Point localization data:
BEGIN

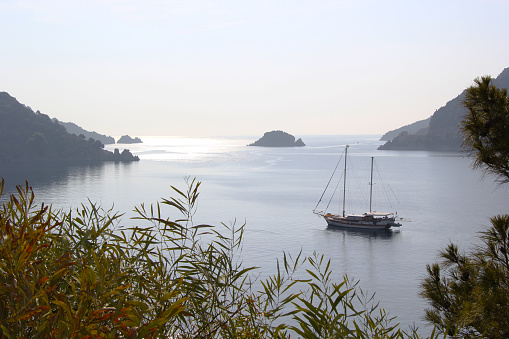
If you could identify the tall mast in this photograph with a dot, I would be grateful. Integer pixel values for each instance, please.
(344, 182)
(371, 186)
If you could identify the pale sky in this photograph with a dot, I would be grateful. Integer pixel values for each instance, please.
(219, 68)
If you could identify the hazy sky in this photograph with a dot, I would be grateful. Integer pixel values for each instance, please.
(217, 68)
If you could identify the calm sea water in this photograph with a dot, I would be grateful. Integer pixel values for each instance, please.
(274, 190)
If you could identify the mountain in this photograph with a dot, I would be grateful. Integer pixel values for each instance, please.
(126, 139)
(443, 133)
(75, 129)
(277, 139)
(29, 135)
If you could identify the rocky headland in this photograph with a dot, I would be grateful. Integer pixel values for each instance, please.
(26, 135)
(278, 139)
(126, 139)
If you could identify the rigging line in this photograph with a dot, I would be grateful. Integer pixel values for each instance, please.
(339, 161)
(334, 193)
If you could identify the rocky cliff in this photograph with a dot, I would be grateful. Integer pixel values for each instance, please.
(28, 135)
(278, 139)
(443, 133)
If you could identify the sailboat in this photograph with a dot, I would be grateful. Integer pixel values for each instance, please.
(368, 220)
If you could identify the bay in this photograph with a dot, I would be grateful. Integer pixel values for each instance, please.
(274, 190)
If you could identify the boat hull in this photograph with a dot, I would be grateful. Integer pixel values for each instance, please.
(354, 224)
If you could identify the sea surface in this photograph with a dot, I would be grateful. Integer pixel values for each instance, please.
(438, 197)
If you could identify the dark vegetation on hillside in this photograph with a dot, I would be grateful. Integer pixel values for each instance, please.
(29, 135)
(443, 133)
(75, 129)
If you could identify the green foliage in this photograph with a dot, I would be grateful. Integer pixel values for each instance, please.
(469, 293)
(486, 127)
(80, 274)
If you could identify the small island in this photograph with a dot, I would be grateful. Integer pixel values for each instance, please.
(278, 139)
(125, 139)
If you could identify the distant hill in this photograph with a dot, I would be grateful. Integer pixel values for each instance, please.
(29, 135)
(278, 139)
(125, 139)
(419, 127)
(443, 133)
(75, 129)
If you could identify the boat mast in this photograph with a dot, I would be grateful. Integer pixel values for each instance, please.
(371, 186)
(344, 182)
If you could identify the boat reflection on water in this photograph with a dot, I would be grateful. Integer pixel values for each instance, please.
(363, 233)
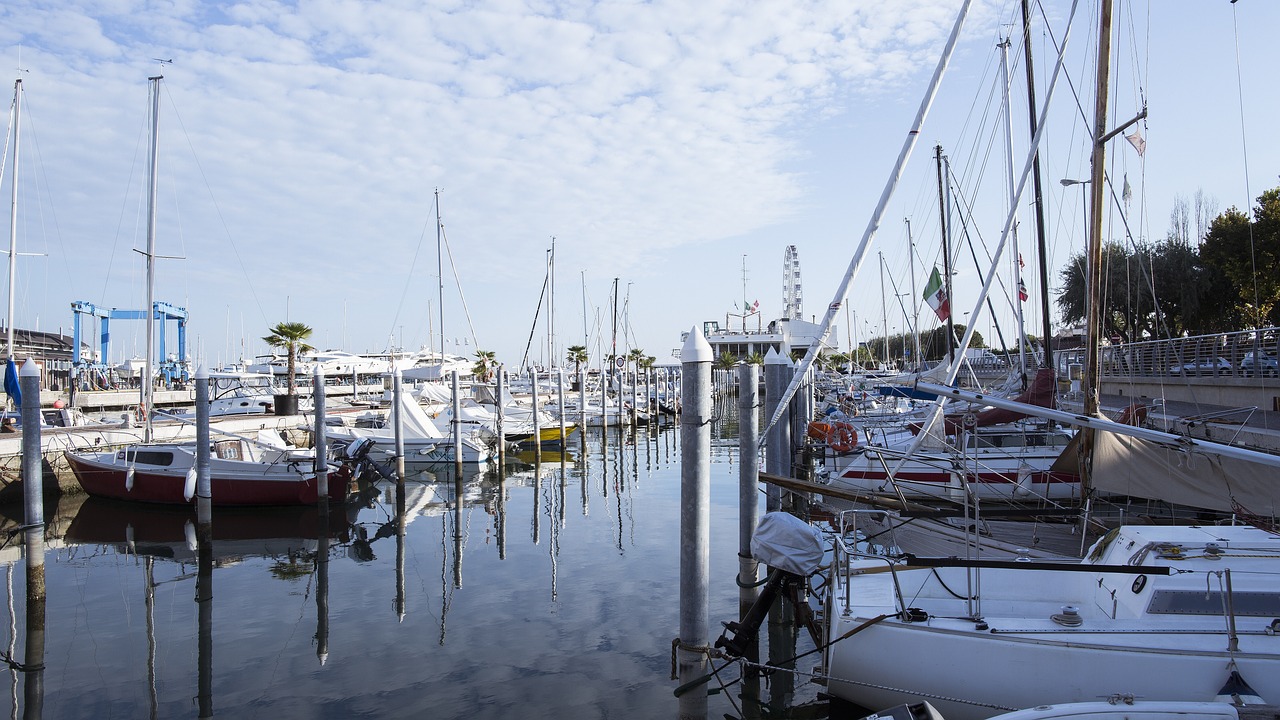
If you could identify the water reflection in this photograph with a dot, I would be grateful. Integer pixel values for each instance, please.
(488, 593)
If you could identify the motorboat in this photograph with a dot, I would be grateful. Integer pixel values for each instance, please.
(243, 472)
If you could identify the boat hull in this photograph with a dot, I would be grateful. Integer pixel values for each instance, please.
(109, 478)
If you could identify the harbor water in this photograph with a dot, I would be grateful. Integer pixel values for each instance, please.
(538, 591)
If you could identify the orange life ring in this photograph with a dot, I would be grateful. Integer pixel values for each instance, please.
(819, 431)
(842, 437)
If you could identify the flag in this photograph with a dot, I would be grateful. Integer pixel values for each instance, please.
(10, 383)
(936, 295)
(1137, 141)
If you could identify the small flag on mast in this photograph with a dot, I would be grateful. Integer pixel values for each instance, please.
(936, 295)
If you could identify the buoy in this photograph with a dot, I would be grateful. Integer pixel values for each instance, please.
(1237, 692)
(842, 437)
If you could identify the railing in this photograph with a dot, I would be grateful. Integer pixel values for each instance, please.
(1242, 354)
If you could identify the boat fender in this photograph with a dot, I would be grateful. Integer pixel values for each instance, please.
(1024, 481)
(842, 437)
(188, 488)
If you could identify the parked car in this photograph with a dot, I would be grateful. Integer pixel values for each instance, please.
(1202, 367)
(1261, 364)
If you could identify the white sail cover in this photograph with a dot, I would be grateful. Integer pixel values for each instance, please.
(1133, 466)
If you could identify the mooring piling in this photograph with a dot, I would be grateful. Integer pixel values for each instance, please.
(695, 437)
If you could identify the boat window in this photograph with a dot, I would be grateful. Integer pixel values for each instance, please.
(1200, 602)
(150, 458)
(228, 450)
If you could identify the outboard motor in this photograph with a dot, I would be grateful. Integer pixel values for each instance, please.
(792, 550)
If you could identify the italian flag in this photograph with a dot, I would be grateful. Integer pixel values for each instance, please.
(936, 295)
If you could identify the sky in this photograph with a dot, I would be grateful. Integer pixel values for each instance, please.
(670, 150)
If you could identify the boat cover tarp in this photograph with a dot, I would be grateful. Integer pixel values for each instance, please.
(415, 423)
(1138, 468)
(789, 543)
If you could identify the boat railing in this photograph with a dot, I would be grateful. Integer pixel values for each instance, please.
(844, 555)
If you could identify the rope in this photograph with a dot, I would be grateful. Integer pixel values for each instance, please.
(14, 665)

END

Assignment. Print verbatim every line above, apart from the pictures.

Response.
If you could identify the tall mast in this photograph with a dot, I would be grateful. Integer pixel values for each instance, please.
(344, 182)
(371, 186)
If you could identify the pale sky in this photograph with a dot, I would be grateful. Integer pixel values for each instance, please.
(219, 68)
If you could identify the hazy sky in this photograph with a dot, I would be grateful. Integer pixel values for each instance, please.
(217, 68)
If you could identify the calm sea water in this photograph with a dot, I would be grateful. Integer pixel values for each instance, please.
(274, 190)
If you could identify the mountain in this photograph with a dot, I would be grateful. Integer pixel values for each instance, please.
(126, 139)
(443, 133)
(75, 129)
(277, 139)
(29, 135)
If you could identify the rocky headland in this photograph with a dot, I would be grateful. Integer pixel values for each instance, please.
(26, 135)
(278, 139)
(126, 139)
If you could identify the rigging line in this photograph with a dot, I would be grateful. Integer pixel values for each instance, please.
(339, 161)
(334, 193)
If you could identify the rocky cliff in this photograph with a dot, I would be grateful. Integer pixel values for each instance, please.
(28, 135)
(278, 139)
(443, 133)
If you could identify the sailboat in this photograph with a dot, I would be grateful. Integer pixel values for each instance, please.
(368, 220)
If you could identify the bay in this photograph with a dot, I would be grateful. Integer pixel values for each instance, please.
(274, 190)
If you could identify the boat hull in this photograph with a dot, I would be grateful. Integer pixel values for each instance, please.
(354, 224)
If you could identify the sea surface in this photograph with a dot, I would be grateful. Integer pixel values for each instance, please.
(438, 197)
If you could identify the dark vegetation on hillside in this photograph with a dot, I would be grateful. Integer pixel values for each instance, please.
(29, 135)
(443, 133)
(75, 129)
If you could identify the green foliage in this photograph with a dot, I would be grateful. Integer pixel values for each instance, please.
(469, 293)
(486, 127)
(80, 274)
If you could identify the small island in this photograph with a dot, I would be grateful. Integer pixel values for each instance, please.
(278, 139)
(125, 139)
If you could identify the distant hill in this photograph with a dot, I would be grateful. Integer pixel values for each instance, please.
(29, 135)
(278, 139)
(125, 139)
(419, 127)
(443, 133)
(75, 129)
If you could identify the boat mast in this photograph with a dot, I would be grateful. Integer pixel values for each instance, please.
(371, 186)
(344, 182)
If you could identify the boat reflection on water in this photograph with a dot, I would be grateful. Integer pixel values for each instance, please.
(363, 233)
If you could identify the water reflection in this photograph with a dot, I would be grateful. Integer pixel values for each instance, please.
(488, 593)
If you could identify the motorboat in this photograph with a dot, I would be grateful. Integer pixel values for each instance, please.
(243, 472)
If you could identify the boat hull in this photograph with a dot, I would be grateful. Integer pixel values for each instance, please.
(109, 478)
If you could identify the harbor water in this photograph with a dot, I would be grateful. Integer pixel values for each instance, please.
(538, 591)
If you could identify the orange life ring in this photograph with a dot, I would be grateful. Integer pixel values for each instance, please.
(819, 431)
(842, 437)
If you could identify the flag in this photograph with a dot, I would be grateful. Integer pixel values for each instance, please.
(10, 383)
(936, 295)
(1137, 141)
If you could identify the small flag on mast in this photograph with a dot, I would be grateful. Integer pixel values for each instance, please.
(936, 295)
If you could identify the buoy in this photograph with a dot, I would be grateful. Integer pixel values for each instance, please.
(1237, 692)
(842, 437)
If you could identify the railing in this photograph with a dot, I would be grateful. Integer pixel values for each instance, please.
(1242, 354)
If you could identify the boat fender in this photograph with a dot, I would be grateful. Integer pixel values for each instance, please.
(1024, 481)
(842, 437)
(188, 488)
If you could identify the parked car in this photograph with a dot, I would be grateful. Integer pixel values for each instance, please.
(1202, 367)
(1261, 364)
If you could identify the white sail cover in this photograph with a dot, I would be grateful. Integer pixel values for each instance, please.
(1133, 466)
If you could identify the mooring piling in this photograph with a dot, I would be grateful. Integer pixel values for each instance, please.
(695, 437)
If you could identify the boat window in this photograph with a dot, I would be grateful. Integer pixel values for each instance, please.
(1200, 602)
(150, 458)
(228, 450)
If you could identify the outboard motor in this photograph with a dot, I would be grateful. Integer pixel values for each instance, please.
(792, 550)
If you could identify the italian flag in this photograph with a dot, I would be grateful. Integer pixel values for each instance, please.
(936, 295)
If you could identify the sky in this photograph with a dot, I would be grateful. Integer pixel values for each instance, please.
(670, 150)
If you could identify the boat cover tarp in this photograph with a dot, I would be grateful. Integer pixel values for each instance, please.
(415, 423)
(1138, 468)
(789, 543)
If you could identify the boat railing in this photograph with a dot, I would be grateful. Integer pixel values for each instance, please.
(844, 555)
If you could identify the rope in this photograph with a dot, I would be grateful. Integer pixel values for each instance, please.
(14, 665)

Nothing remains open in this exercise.